▸ Exercise directions: Lay out the rows below as a JSON list of strings, one string per line and no strings for blank lines.

[Excerpts of bounding box data]
______________________________

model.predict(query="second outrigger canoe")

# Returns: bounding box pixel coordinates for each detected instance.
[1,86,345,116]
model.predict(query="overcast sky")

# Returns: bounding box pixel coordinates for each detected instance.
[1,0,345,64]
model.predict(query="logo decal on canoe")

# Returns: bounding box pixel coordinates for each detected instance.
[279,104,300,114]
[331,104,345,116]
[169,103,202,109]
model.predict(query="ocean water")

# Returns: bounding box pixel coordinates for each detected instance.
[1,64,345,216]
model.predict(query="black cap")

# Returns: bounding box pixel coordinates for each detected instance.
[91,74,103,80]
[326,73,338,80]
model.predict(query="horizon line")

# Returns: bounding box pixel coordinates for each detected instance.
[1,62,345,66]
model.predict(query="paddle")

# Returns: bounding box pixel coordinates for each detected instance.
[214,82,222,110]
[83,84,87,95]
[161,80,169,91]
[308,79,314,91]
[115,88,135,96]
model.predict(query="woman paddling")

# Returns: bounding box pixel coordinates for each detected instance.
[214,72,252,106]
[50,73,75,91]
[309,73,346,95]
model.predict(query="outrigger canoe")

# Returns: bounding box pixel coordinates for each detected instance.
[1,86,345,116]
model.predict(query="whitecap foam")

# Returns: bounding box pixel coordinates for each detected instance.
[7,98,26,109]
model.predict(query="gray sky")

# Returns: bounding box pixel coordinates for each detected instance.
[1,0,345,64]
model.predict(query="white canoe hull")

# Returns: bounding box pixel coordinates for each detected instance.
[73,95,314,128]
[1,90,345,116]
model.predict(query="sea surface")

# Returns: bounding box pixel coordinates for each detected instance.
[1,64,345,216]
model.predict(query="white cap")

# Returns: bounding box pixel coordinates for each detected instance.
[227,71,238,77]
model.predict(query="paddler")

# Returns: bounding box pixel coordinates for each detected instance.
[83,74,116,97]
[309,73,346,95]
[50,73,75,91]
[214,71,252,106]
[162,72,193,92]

______________________________

▸ Answer:
[
  "model.predict(query=\"second outrigger canoe\")",
  "# Returns: bounding box pixel coordinates for each detected instance.",
  "[1,86,345,116]",
  "model.predict(query=\"overcast sky\")",
  "# Returns: bounding box pixel coordinates for each detected instance.",
  "[1,0,345,64]",
  "model.predict(query=\"logo decal on canoe\")",
  "# Returns: bounding box pixel coordinates for each detected instance.",
  "[279,104,300,114]",
  "[331,104,345,116]",
  "[169,103,202,109]",
  "model.predict(query=\"ocean water\")",
  "# Returns: bounding box pixel coordinates for each detected instance.",
  "[1,64,345,216]",
  "model.predict(query=\"black cap\")",
  "# Returns: bounding box pixel coordinates for each detected instance.",
  "[91,74,103,80]",
  "[326,73,338,80]",
  "model.predict(query=\"horizon line\")",
  "# Returns: bounding box pixel coordinates for each detected instance.",
  "[1,62,345,66]",
  "model.predict(query=\"paddle\")",
  "# Returns: bounding box pixel coordinates for each detected instance.",
  "[214,82,222,110]",
  "[83,84,87,95]",
  "[161,80,169,91]",
  "[308,79,314,91]",
  "[115,88,135,96]",
  "model.predict(query=\"woman paddling\")",
  "# Returns: bounding box pixel coordinates for each detected instance.",
  "[214,72,252,106]",
  "[50,73,75,91]",
  "[309,73,346,95]",
  "model.predict(query=\"outrigger canoe\")",
  "# Returns: bounding box pixel coordinates for each detected instance.",
  "[1,86,345,116]",
  "model.predict(query=\"whitecap foam\")",
  "# Returns: bounding box pixel coordinates for each detected instance.",
  "[7,98,26,109]",
  "model.predict(query=\"gray sky\")",
  "# Returns: bounding box pixel coordinates for each detected instance.",
  "[1,0,345,64]",
  "model.predict(query=\"white canoe hull\")",
  "# Returns: bounding box pixel coordinates for each detected instance.",
  "[73,95,314,128]",
  "[1,90,345,116]",
  "model.predict(query=\"sea surface\")",
  "# Returns: bounding box pixel coordinates for each detected instance.",
  "[1,64,345,216]",
  "model.predict(query=\"white cap\")",
  "# Returns: bounding box pixel coordinates for each detected instance.",
  "[227,71,238,77]",
  "model.predict(query=\"paddler\")",
  "# Returns: bounding box pixel coordinates for each detected instance.",
  "[83,74,116,97]",
  "[309,73,346,95]",
  "[50,73,75,91]",
  "[214,71,252,106]",
  "[162,72,193,92]"
]